**Stated exercise**
Swap every "keypoint" in the records below for "marker" and reproduce the lines with nothing else altered. Omit the pictures from your output.

**Data supplied**
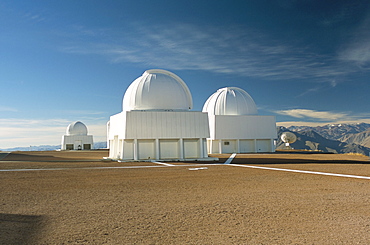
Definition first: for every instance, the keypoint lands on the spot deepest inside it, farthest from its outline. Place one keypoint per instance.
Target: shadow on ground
(20, 229)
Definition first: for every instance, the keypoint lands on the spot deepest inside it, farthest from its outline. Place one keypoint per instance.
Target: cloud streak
(313, 114)
(217, 49)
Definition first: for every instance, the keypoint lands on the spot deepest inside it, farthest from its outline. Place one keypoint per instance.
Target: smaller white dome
(76, 128)
(230, 101)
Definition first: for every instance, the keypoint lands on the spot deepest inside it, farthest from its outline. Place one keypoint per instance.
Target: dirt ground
(71, 198)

**Task answer**
Definition first: for every instance, the marker lands on the spot deepest inside it, farthest from its outline. Place one marker per instance.
Target: shadow on ground
(20, 229)
Definition first: for every instance, the marker lands on the spot deepest inside it, farthest from its outline. Place one marker per instance.
Target: cloud streak
(313, 114)
(217, 49)
Definition first: for every instance, the marker lands on the spot deepest inside it, farthest from its outline. Place one marker per instance.
Target: smaller white dome
(76, 128)
(230, 101)
Definition first: for every instance, the marker lands on the spot deepest inside it, farthest from its outline. Place one marker per instance.
Target: dirt ground
(71, 198)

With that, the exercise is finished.